== RECORDS SUPPLIED ==

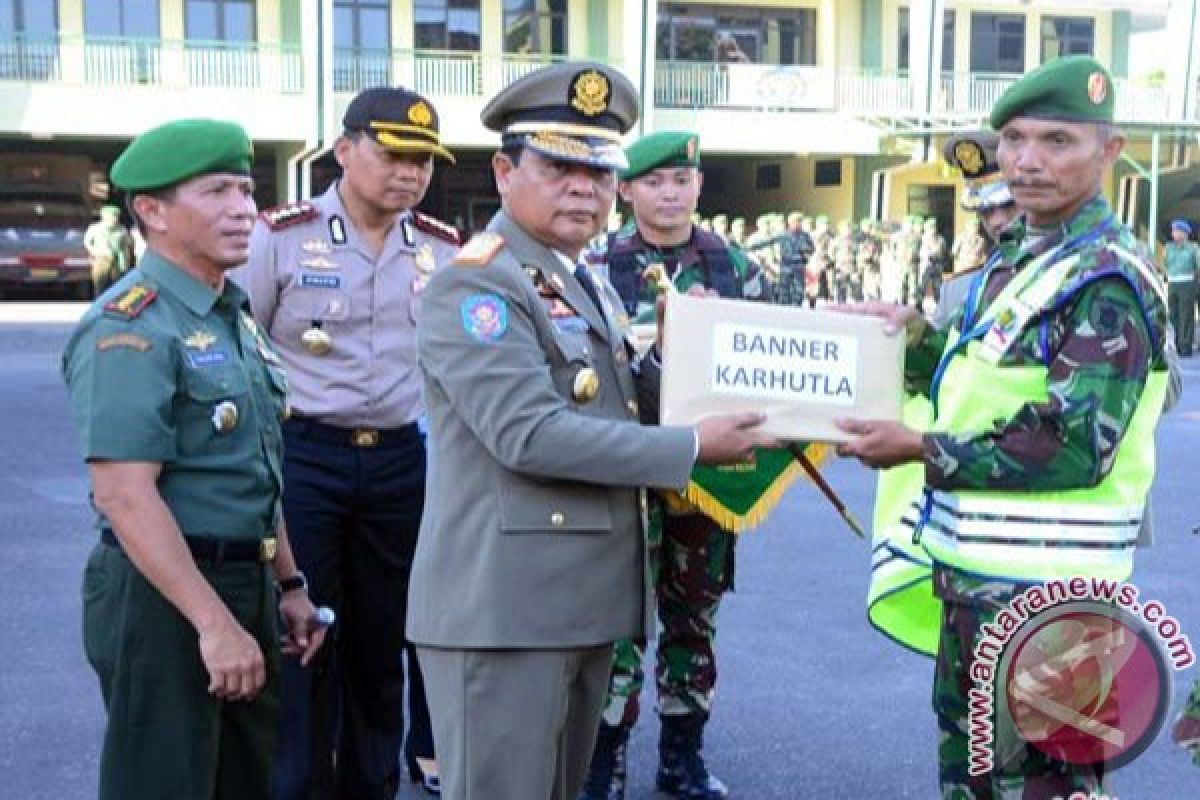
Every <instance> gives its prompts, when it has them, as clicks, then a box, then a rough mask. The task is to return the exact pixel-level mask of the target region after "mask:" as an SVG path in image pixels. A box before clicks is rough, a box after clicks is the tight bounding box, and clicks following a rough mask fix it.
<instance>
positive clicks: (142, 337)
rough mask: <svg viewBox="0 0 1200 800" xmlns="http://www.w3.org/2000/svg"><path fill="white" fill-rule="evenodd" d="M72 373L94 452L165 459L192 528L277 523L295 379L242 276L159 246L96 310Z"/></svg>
mask: <svg viewBox="0 0 1200 800" xmlns="http://www.w3.org/2000/svg"><path fill="white" fill-rule="evenodd" d="M62 375H64V378H65V380H66V384H67V392H68V395H70V401H71V410H72V415H73V416H74V420H76V425H77V428H78V432H79V441H80V447H82V451H83V456H84V459H86V461H92V459H106V461H125V462H155V463H160V464H162V474H161V475H160V477H158V491H160V493H161V494H162V498H163V500H164V501H166V503H167V506H168V507H169V509H170V512H172V515H174V517H175V521H176V522H178V524H179V527H180V529H181V530H182V531H184V533H185V534H190V535H199V536H209V537H216V539H260V537H263V536H265V535H268V534H269V533H271V531H274V530H275V528H276V523H277V522H278V515H280V497H281V488H282V468H281V463H282V438H281V429H280V422H281V420H282V417H283V415H284V413H286V408H287V404H286V393H287V380H286V378H284V374H283V369H282V367H281V366H280V362H278V359H277V357H276V355H275V353H274V351H272V350H271V348H270V345H269V344H268V343H266V341H265V338H264V337H263V333H262V332H260V331H259V329H258V326H257V325H256V324H254V320H253V318H252V317H251V314H250V305H248V301H247V297H246V294H245V293H244V291H242V290H241V289H240V288H239V287H238V285H236V284H235V283H233V282H230V281H226V282H224V285H223V288H222V290H221V291H220V293H217V291H216V290H215V289H212V288H211V287H209V285H206V284H205V283H203V282H200V281H198V279H196V278H193V277H191V276H190V275H187V273H186V272H184V271H182V270H180V269H179V267H176V266H174V265H173V264H170V263H168V261H166V260H164V259H163V258H162V257H161V255H158V254H157V253H155V252H152V251H148V252H146V254H145V257H144V258H143V259H142V263H140V264H139V266H138V267H137V269H134V270H132V271H130V272H128V273H127V275H126V276H125V277H122V278H121V279H120V281H119V282H118V283H116V284H115V285H113V288H112V289H109V290H108V291H106V293H104V294H103V295H102V296H101V297H100V299H98V300H97V301H96V302H95V303H94V305H92V307H91V308H90V309H89V311H88V313H86V314H84V317H83V319H82V320H80V321H79V325H78V327H77V329H76V330H74V332H73V333H72V336H71V338H70V341H68V342H67V347H66V351H65V353H64V356H62ZM97 527H107V521H106V519H104V518H103V516H102V515H100V513H98V512H97Z"/></svg>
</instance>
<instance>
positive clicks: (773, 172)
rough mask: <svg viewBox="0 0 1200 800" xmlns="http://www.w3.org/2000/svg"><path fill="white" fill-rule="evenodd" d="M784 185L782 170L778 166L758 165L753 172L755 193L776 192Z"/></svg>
mask: <svg viewBox="0 0 1200 800" xmlns="http://www.w3.org/2000/svg"><path fill="white" fill-rule="evenodd" d="M782 185H784V170H782V168H781V167H780V166H779V164H758V166H756V167H755V170H754V187H755V191H758V192H761V191H766V190H776V188H780V187H781V186H782Z"/></svg>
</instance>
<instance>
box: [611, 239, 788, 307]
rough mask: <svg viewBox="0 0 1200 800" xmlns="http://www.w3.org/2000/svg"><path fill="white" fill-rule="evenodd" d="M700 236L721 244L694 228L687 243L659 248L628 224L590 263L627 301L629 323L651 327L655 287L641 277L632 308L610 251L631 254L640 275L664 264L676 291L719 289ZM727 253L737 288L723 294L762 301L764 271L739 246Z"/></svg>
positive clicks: (732, 247) (731, 247)
mask: <svg viewBox="0 0 1200 800" xmlns="http://www.w3.org/2000/svg"><path fill="white" fill-rule="evenodd" d="M701 236H706V237H712V240H713V241H719V240H718V237H716V235H715V234H704V233H703V231H700V230H698V229H696V228H692V233H691V237H690V239H689V240H688V241H686V242H684V243H682V245H677V246H674V247H658V246H654V245H650V243H648V242H646V241H644V240H643V239H642V236H641V234H640V233H638V231H637V229H636V228H634V227H631V225H629V227H625V228H622V229H620V230H619V231H618V233H617V234H614V235H612V236H610V237H608V239H607V240H606V241H605V242H604V243H602V245H601V246H600V247H594V248H593V249H590V251H589V252H588V253H587V260H588V263H589V264H590V265H593V266H598V267H600V269H598V271H599V272H601V273H602V275H606V276H607V277H608V281H610V282H612V283H613V285H614V287H617V290H618V294H620V295H622V299H623V300H625V301H626V308H625V311H626V313H629V318H630V321H632V323H635V324H648V323H653V321H654V301H655V299H656V289H655V287H654V285H652V284H650V283H649V282H648V281H646V278H644V277H640V278H638V283H637V299H636V308H630V305H634V303H632V302H631V300H630V297H628V296H626V294H629V293H626V291H623V290H622V289H623V285H624V281H622V276H617V275H613V273H612V264H611V263H610V258H608V254H610V252H612V253H616V252H618V251H619V252H623V253H632V254H634V259H635V261H636V264H637V270H638V272H640V273H644V272H646V270H647V267H649V266H650V265H653V264H662V265H664V267H666V272H667V275H668V276H671V277H672V281H673V283H674V285H676V289H678V290H679V291H688V289H690V288H691V287H692V285H695V284H700V285H703V287H706V288H710V289H712V288H718V289H719V290H720V287H714V285H713V281H712V279H710V276H708V275H707V269H706V264H704V260H703V257H702V253H701V247H700V241H698V240H700V237H701ZM725 252H726V253H727V254H728V259H730V261H731V264H732V266H733V271H734V278H736V285H734V287H731V288H730V290H726V291H721V294H722V295H726V296H736V297H745V299H746V300H762V299H763V297H764V293H766V289H764V288H763V278H762V273H761V270H760V269H758V267H757V266H756V265H755V264H752V263H751V261H750V259H749V258H748V257H746V254H745V252H744V251H743V249H742V248H740V247H738V246H736V245H726V246H725Z"/></svg>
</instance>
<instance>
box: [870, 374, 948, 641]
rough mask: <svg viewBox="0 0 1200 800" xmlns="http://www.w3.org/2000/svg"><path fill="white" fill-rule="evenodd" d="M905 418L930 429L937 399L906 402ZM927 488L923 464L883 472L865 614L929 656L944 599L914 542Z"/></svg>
mask: <svg viewBox="0 0 1200 800" xmlns="http://www.w3.org/2000/svg"><path fill="white" fill-rule="evenodd" d="M901 420H902V421H904V423H905V425H907V426H908V427H910V428H912V429H913V431H929V429H930V428H931V427H932V422H934V404H932V403H930V402H929V398H928V397H925V396H924V395H917V396H913V397H910V398H908V399H907V401H906V402H905V407H904V413H902V416H901ZM924 487H925V467H924V464H905V465H902V467H893V468H892V469H886V470H882V471H881V473H880V477H878V483H877V486H876V488H875V518H874V521H872V527H871V529H872V531H874V541H872V543H871V583H870V587H869V589H868V593H866V616H868V619H869V620H870V622H871V625H874V626H875V627H876V628H877V630H878V631H881V632H882V633H883V634H884V636H888V637H889V638H892V639H894V640H895V642H898V643H899V644H901V645H904V646H906V648H908V649H911V650H916V651H917V652H920V654H924V655H926V656H934V655H936V654H937V636H938V630H940V627H941V618H942V601H941V599H938V597H937V595H935V594H934V565H932V561H931V560H930V558H929V554H928V553H925V551H924V548H923V547H922V546H920V543H913V541H912V525H913V524H916V522H917V517H916V516H913V515H914V511H913V507H914V505H913V504H914V501H918V500H919V499H920V498H922V489H923V488H924Z"/></svg>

===

TASK DIRECTIONS
Output the lines of the data exactly, starting at the first and ending with the line that has "positive clicks: (142, 337)". Pictures are not part of it.

ANSWER TO THIS EXERCISE
Every <instance> gives its prompts, when it has them, as clicks, then a box, then a rough mask. The task is to return the exact pixel-level mask of the target region after "mask:" as an SVG path in image pixels. A box before clicks is rough, a box after clicks is the tight bounding box, and clicks following a rough mask fix it.
<instance>
positive clicks: (142, 337)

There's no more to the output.